▶ **Yapılacak iş**:
Kurumsal yatırımcılar için derecelendirmeye bağlı yatırım limitlerini anlatan metni, gösterilen son maddeden sonrasıyla sürdürür müsünüz?

▶ **Verilen metin**:
______

Mevcut koşullarda sigorta şirketleri, devletin sosyal güvenlik kuruluşları, özel emeklilik sandıkları, yatırım fonları, emeklilik

(28)

yatırım fonları gibi kuruluşlar, mevzuat açısından, özel sektör borçlanma araçlarına ya yatırım yapamamakta, ya da sınırlı yatırım yapabilmektedirler.

Sermaye Piyasası Kurulu’nun bu kurumlar için yatırım limitlerini derecelendirmeye bağlı olarak yeniden gözden geçirmesi yararlı olacaktır. Önerilen yapı, SPK’nın kurumsal yatırımcılar için “yatırım yapılabilir” veya “spekülatif yatırım” kategorisinde derece alan menkul kıymetlere yapabilecekleri yatırım limitlerini belirlemesidir.

Önerilen yapı örnek olarak şu şekildedir;

1. Derecelendirme şirketlerinin derecelerini “yatırım yapılabilir” veya “spekülatif yatırım” kategorisinde belirlemeye Sermaye Piyasası Kurulu yetkilidir.

2. B Tipi yatırım fonları, portföylerinin %50’sine kadar

“yatırım yapılabilir” derecesine sahip özel sektör borçlanma aracı alabilirler.

3. B Tipi yatırım fonları, portföylerinin %20’sine kadar

“spekülatif yatırım” derecesine sahip özel sektör borçlanma aracı alabilirler.

4. Derecelendirilmemiş, ya da banka garantisi olmayan, fakat organize bir piyasada işlem gören borçlanma araçları portföyün %5’inden fazlasını oluşturamaz.

______

▶ **Veri kümesi kayıtları**:

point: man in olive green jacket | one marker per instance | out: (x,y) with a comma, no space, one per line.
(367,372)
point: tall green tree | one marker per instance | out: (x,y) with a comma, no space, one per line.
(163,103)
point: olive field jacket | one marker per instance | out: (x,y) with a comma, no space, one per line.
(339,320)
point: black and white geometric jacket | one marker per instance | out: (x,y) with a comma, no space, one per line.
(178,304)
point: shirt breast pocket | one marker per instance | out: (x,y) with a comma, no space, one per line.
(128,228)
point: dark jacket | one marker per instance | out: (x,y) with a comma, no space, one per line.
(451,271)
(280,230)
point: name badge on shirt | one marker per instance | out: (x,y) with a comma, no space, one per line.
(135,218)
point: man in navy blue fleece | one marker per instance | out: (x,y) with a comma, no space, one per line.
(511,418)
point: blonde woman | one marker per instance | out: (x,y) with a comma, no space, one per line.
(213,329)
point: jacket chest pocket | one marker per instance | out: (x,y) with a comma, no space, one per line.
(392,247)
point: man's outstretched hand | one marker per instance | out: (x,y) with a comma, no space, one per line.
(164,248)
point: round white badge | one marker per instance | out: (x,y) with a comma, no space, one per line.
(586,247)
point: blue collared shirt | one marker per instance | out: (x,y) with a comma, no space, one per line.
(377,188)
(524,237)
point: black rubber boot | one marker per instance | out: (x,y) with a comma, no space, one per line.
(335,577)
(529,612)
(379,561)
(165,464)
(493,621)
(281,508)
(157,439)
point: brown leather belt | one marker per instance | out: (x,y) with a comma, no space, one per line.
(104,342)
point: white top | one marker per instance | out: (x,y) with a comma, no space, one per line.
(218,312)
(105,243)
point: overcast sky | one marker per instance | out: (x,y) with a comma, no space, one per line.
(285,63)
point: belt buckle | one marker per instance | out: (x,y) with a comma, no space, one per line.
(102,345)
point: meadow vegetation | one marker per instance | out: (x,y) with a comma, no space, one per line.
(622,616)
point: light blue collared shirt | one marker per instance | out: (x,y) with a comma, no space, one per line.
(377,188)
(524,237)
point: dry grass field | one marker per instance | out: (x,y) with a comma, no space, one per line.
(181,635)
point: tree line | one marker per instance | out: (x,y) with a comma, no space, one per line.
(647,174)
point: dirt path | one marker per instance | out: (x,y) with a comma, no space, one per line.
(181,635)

______

▶ **Alıştırmanın cevabı**:
5. Derecelendirme notu ne olursa olsun, bir ihraççının menkul kıymetlerine fon portföyünün %10’undan fazlası yatırılamaz.

6. Banka garantili borçlanma senetleri “yatırım yapılabilir”

kategorisinde sayılır.

Bu yapıda SPK sadece iki ana kategori belirlemektedir. Yerel derecelendirme kuruluşları kuruldukça ve farklı derecelendirme skalaları ortaya çıktıkça, SPK ilgili derecelendirme şirketinin hangi notunun “yatırım yapılabilir” veya “spekülatif yatırım”

kategorisinde kabul edildiğini kamuya duyuracaktır.

(29)

Bununla beraber, sadece özel sektör borçlanma araçlarından oluşan yatırım fonlarının kurulmasına olanak sağlayacak mevzuat değişikliklerinin de yapılması yararlı olacaktır. Özel sektör borçlanma araçları piyasası belirli bir olgunluğa eriştiğinde bu ihtiyaç kendiliğinden ortaya çıkacaktır.

Düzenlemelerin şimdiden yapılması, ihtiyaç doğduğu zaman mevzuattan kaynaklanan bir engelin olmaması, piyasa koşullarının gelişmelere daha hızlı yanıt vermesini sağlayacaktır.

c. Teminatlandırma

Özel sektör borçlanma araçlarının çeşitli kurum ve kuruluşlarca teminat olarak kabul edilmesi ,bu araçlara olan talebi önemli ölçüde etkileyecektir. Teminata kabul edilecek olan menkul kıymetlerde de derecelendirme ve/veya banka garantisi veya likit bir ikincil piyasanın varlığı önemli olacaktır. Fakat, özel sektör borçlanma araçlarının teminat olarak kabul edilebilmesi bu piyasanın işlemeye başlamasının ardından gelecektir.

Derecelendirmeye ve ikincil piyasa likiditesine bağlı olarak bu ürünler zamanla teminat olarak kabul edilmeye başlanacaktır.

Diğer bir deyişle, borç-alacak ilişkisi serbest piyasa koşulları çerçevesinde belirlendiğinden, bu ilişkinin bir parçası olan teminatlandırma da aynı çerçevede belirlenmelidir. Piyasa koşulları, doğal gelişimi içinde özel sektör borçlanma araçlarının teminat olarak kabul edilmesiyle ilgili mekanizmaları geliştirecektir.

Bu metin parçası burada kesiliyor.